### What is needed
Every line from the one that holds "Identify the yellow marking" through the final line should be returned exactly. Omit the pictures.

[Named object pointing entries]
Begin
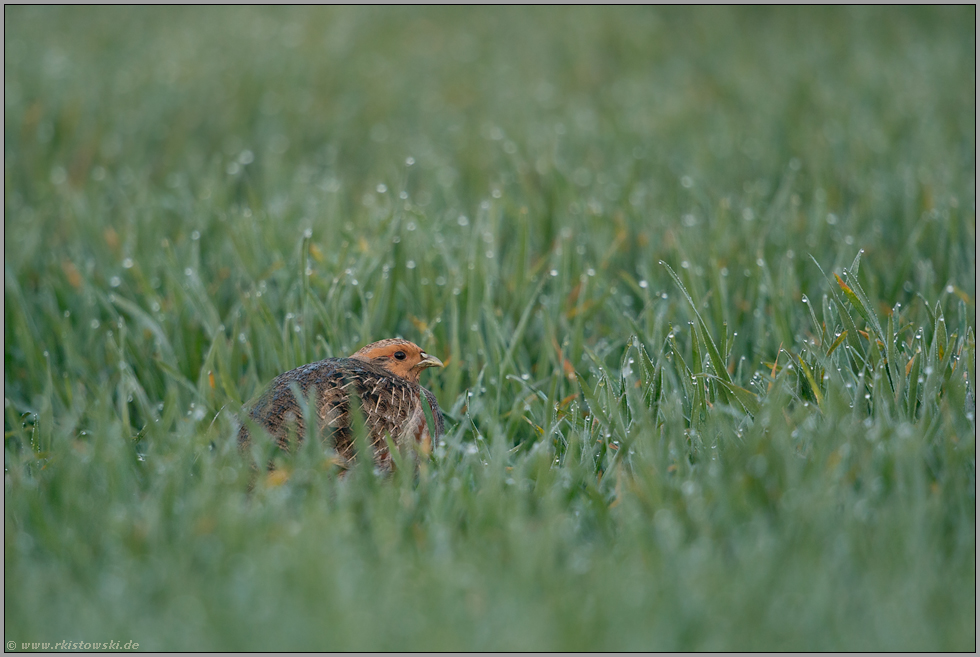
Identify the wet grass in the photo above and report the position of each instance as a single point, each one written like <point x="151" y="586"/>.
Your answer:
<point x="704" y="282"/>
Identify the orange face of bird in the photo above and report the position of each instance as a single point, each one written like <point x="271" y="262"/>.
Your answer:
<point x="400" y="357"/>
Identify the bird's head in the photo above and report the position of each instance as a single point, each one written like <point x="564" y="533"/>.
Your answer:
<point x="400" y="357"/>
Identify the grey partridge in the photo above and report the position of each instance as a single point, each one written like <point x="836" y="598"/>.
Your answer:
<point x="385" y="377"/>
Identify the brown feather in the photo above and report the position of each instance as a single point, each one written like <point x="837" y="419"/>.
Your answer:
<point x="331" y="381"/>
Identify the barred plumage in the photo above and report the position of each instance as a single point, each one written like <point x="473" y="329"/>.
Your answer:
<point x="384" y="377"/>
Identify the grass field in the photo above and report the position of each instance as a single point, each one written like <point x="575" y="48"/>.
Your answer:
<point x="703" y="279"/>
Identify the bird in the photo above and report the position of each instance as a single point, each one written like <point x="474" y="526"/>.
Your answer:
<point x="384" y="376"/>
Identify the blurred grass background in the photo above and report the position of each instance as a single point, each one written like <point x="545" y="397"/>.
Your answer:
<point x="196" y="199"/>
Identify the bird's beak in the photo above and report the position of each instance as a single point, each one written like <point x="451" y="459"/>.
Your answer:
<point x="427" y="361"/>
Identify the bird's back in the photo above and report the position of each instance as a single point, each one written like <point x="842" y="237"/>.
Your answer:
<point x="389" y="404"/>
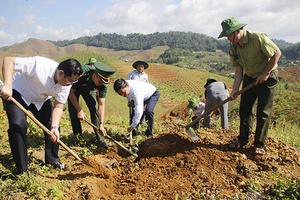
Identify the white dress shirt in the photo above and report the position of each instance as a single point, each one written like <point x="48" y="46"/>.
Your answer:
<point x="135" y="75"/>
<point x="139" y="92"/>
<point x="34" y="80"/>
<point x="199" y="109"/>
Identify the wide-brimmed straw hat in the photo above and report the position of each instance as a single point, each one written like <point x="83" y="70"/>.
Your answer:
<point x="193" y="102"/>
<point x="229" y="26"/>
<point x="104" y="71"/>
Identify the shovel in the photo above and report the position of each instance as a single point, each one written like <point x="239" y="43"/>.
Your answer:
<point x="112" y="139"/>
<point x="187" y="127"/>
<point x="31" y="116"/>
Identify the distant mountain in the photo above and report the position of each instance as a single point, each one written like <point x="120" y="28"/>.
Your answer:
<point x="173" y="39"/>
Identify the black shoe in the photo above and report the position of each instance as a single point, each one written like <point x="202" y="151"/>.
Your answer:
<point x="102" y="144"/>
<point x="59" y="165"/>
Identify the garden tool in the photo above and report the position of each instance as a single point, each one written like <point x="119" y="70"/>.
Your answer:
<point x="112" y="139"/>
<point x="187" y="127"/>
<point x="31" y="116"/>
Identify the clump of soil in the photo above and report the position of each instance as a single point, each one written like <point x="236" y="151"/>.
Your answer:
<point x="171" y="164"/>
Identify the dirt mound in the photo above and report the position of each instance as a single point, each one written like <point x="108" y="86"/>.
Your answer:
<point x="171" y="164"/>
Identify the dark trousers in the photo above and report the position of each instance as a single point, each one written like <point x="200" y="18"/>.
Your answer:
<point x="149" y="112"/>
<point x="264" y="94"/>
<point x="91" y="102"/>
<point x="18" y="129"/>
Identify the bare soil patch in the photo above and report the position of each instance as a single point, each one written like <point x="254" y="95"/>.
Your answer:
<point x="171" y="164"/>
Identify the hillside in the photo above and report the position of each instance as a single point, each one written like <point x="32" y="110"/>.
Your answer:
<point x="170" y="165"/>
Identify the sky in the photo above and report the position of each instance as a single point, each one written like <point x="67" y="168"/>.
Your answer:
<point x="70" y="19"/>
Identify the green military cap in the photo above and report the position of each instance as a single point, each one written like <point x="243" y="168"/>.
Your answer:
<point x="229" y="26"/>
<point x="92" y="60"/>
<point x="139" y="62"/>
<point x="104" y="71"/>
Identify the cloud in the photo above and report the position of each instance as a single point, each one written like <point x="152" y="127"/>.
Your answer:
<point x="277" y="18"/>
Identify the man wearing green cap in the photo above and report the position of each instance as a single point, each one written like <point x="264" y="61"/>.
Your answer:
<point x="92" y="86"/>
<point x="255" y="58"/>
<point x="215" y="93"/>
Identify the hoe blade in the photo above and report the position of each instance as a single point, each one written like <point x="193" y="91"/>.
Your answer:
<point x="192" y="135"/>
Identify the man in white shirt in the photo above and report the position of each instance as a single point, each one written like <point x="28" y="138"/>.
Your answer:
<point x="197" y="107"/>
<point x="35" y="81"/>
<point x="142" y="93"/>
<point x="138" y="73"/>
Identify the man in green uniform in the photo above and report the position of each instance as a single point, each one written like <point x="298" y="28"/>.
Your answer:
<point x="92" y="86"/>
<point x="255" y="58"/>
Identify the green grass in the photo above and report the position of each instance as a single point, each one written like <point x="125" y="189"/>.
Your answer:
<point x="188" y="83"/>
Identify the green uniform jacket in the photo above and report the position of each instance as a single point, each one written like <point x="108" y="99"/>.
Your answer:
<point x="85" y="82"/>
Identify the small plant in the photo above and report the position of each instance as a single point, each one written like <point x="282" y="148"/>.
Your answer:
<point x="286" y="189"/>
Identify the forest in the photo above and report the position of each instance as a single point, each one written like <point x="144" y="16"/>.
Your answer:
<point x="188" y="41"/>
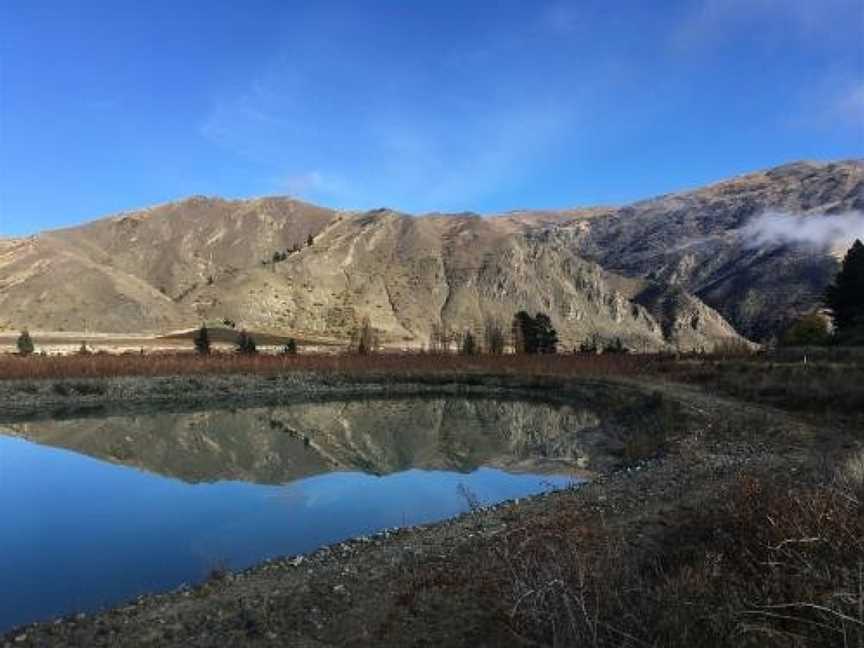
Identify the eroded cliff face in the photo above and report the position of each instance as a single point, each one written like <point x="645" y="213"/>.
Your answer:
<point x="700" y="241"/>
<point x="281" y="444"/>
<point x="172" y="266"/>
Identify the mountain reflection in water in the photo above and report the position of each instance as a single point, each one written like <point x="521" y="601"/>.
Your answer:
<point x="146" y="503"/>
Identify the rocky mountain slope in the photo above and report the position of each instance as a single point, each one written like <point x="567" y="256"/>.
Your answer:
<point x="700" y="241"/>
<point x="674" y="271"/>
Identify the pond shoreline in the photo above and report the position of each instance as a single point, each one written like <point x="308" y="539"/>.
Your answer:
<point x="382" y="589"/>
<point x="22" y="400"/>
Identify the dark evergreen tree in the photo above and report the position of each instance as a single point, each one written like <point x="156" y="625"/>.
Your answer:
<point x="494" y="337"/>
<point x="524" y="333"/>
<point x="545" y="334"/>
<point x="845" y="297"/>
<point x="615" y="346"/>
<point x="25" y="343"/>
<point x="246" y="344"/>
<point x="589" y="345"/>
<point x="809" y="330"/>
<point x="202" y="340"/>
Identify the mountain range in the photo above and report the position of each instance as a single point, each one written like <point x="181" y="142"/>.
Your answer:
<point x="684" y="270"/>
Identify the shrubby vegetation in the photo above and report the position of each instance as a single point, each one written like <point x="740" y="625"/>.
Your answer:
<point x="246" y="344"/>
<point x="25" y="343"/>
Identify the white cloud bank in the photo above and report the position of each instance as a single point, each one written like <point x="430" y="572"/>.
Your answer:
<point x="816" y="230"/>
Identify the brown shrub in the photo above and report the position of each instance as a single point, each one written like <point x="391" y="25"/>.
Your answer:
<point x="766" y="567"/>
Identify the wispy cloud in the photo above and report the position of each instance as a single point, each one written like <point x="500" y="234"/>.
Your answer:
<point x="821" y="231"/>
<point x="416" y="152"/>
<point x="710" y="22"/>
<point x="561" y="17"/>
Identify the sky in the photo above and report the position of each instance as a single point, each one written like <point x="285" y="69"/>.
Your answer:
<point x="419" y="106"/>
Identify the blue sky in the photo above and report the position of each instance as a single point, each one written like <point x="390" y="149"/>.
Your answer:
<point x="420" y="106"/>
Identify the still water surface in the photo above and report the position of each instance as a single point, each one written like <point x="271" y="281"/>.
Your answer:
<point x="96" y="511"/>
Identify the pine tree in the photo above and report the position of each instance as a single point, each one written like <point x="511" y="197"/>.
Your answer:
<point x="202" y="340"/>
<point x="845" y="297"/>
<point x="524" y="333"/>
<point x="25" y="343"/>
<point x="546" y="335"/>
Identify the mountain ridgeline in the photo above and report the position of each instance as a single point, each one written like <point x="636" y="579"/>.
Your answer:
<point x="677" y="271"/>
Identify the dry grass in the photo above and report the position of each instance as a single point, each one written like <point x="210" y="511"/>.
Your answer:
<point x="373" y="365"/>
<point x="766" y="566"/>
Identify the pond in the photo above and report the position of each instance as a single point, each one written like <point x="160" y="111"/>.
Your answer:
<point x="98" y="510"/>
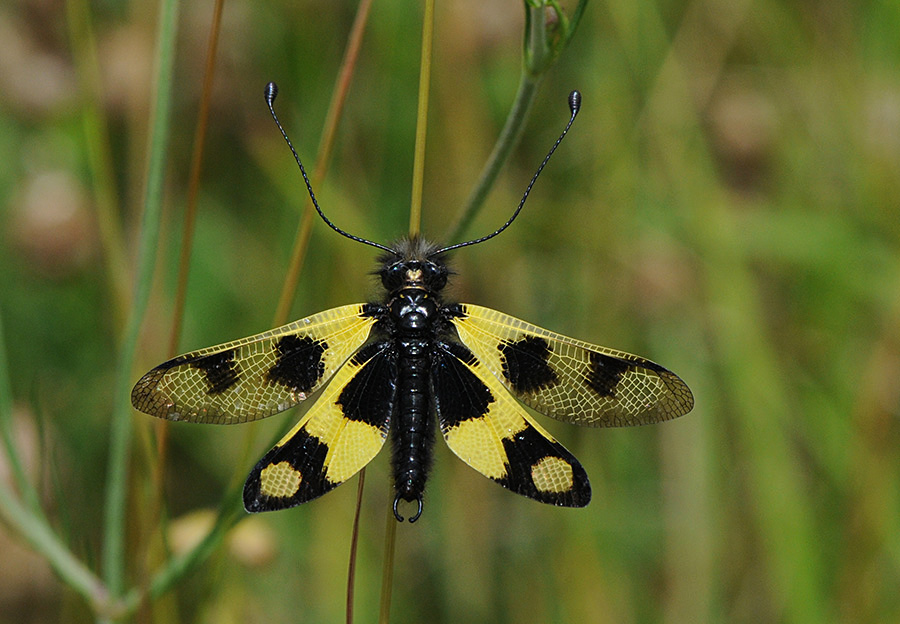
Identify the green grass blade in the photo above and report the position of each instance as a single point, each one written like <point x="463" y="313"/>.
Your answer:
<point x="121" y="429"/>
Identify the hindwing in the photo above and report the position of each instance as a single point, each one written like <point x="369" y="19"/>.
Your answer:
<point x="486" y="428"/>
<point x="254" y="377"/>
<point x="567" y="379"/>
<point x="341" y="433"/>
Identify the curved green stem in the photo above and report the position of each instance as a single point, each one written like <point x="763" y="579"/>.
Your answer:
<point x="542" y="45"/>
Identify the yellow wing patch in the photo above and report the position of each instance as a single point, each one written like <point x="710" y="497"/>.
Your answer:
<point x="341" y="433"/>
<point x="568" y="379"/>
<point x="486" y="428"/>
<point x="254" y="377"/>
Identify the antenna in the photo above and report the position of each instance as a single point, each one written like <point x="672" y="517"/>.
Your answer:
<point x="574" y="106"/>
<point x="271" y="92"/>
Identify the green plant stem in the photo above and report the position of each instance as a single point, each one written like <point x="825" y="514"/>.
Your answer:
<point x="323" y="159"/>
<point x="100" y="160"/>
<point x="43" y="540"/>
<point x="121" y="430"/>
<point x="176" y="568"/>
<point x="7" y="432"/>
<point x="418" y="182"/>
<point x="538" y="54"/>
<point x="508" y="139"/>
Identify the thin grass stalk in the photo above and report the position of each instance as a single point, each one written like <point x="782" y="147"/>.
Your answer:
<point x="418" y="182"/>
<point x="113" y="556"/>
<point x="323" y="159"/>
<point x="229" y="513"/>
<point x="100" y="160"/>
<point x="44" y="541"/>
<point x="415" y="219"/>
<point x="387" y="568"/>
<point x="7" y="432"/>
<point x="538" y="55"/>
<point x="354" y="546"/>
<point x="187" y="241"/>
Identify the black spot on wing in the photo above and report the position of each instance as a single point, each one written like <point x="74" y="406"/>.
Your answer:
<point x="219" y="370"/>
<point x="525" y="364"/>
<point x="299" y="366"/>
<point x="306" y="454"/>
<point x="527" y="448"/>
<point x="604" y="374"/>
<point x="370" y="395"/>
<point x="458" y="393"/>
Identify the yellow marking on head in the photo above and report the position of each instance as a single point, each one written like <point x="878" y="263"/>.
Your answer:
<point x="552" y="474"/>
<point x="414" y="275"/>
<point x="476" y="442"/>
<point x="279" y="480"/>
<point x="355" y="446"/>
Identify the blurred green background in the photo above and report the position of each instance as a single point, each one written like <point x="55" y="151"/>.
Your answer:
<point x="726" y="204"/>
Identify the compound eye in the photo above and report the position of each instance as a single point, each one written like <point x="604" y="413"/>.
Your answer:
<point x="392" y="276"/>
<point x="436" y="276"/>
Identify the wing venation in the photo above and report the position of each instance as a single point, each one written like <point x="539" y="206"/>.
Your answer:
<point x="254" y="377"/>
<point x="571" y="380"/>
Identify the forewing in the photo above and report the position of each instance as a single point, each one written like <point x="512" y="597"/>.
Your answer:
<point x="340" y="434"/>
<point x="486" y="428"/>
<point x="570" y="380"/>
<point x="254" y="377"/>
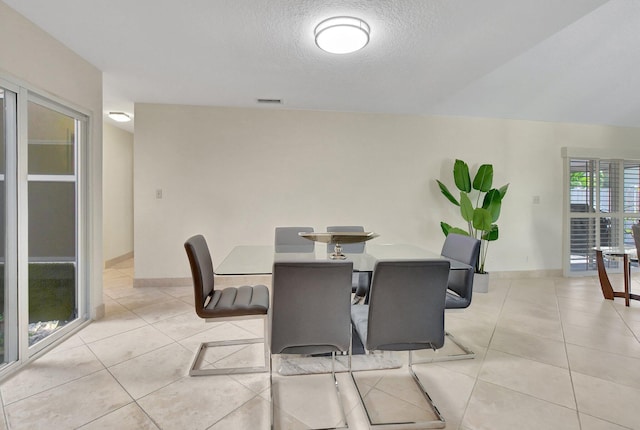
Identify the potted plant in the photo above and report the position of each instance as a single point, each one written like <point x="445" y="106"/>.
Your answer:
End
### Result for this exercise
Identify the yellow marking on head in the photo above and report the position of each instance as a single point, each one written like <point x="878" y="263"/>.
Your answer:
<point x="552" y="474"/>
<point x="414" y="275"/>
<point x="476" y="442"/>
<point x="279" y="480"/>
<point x="355" y="446"/>
Identify the blurred green background in the photo above and report the position of each instance as a single point, each one written like <point x="55" y="151"/>.
Your answer:
<point x="726" y="204"/>
Identify the compound eye in the photo above and report the position of each instance as a single point, each one written like <point x="604" y="413"/>.
Your answer:
<point x="392" y="276"/>
<point x="436" y="276"/>
Identify the wing venation in the photo above and report the position of each instance as a single point, each one written like <point x="539" y="206"/>.
Your answer:
<point x="254" y="377"/>
<point x="571" y="380"/>
Identify the forewing in the photo above and report the position of each instance as a single point, each one written like <point x="512" y="597"/>.
Your answer:
<point x="340" y="434"/>
<point x="486" y="428"/>
<point x="570" y="380"/>
<point x="254" y="377"/>
Identify the potted plant in the photo above and report the position of each instance as a single point, each one written like <point x="445" y="106"/>.
Your answer:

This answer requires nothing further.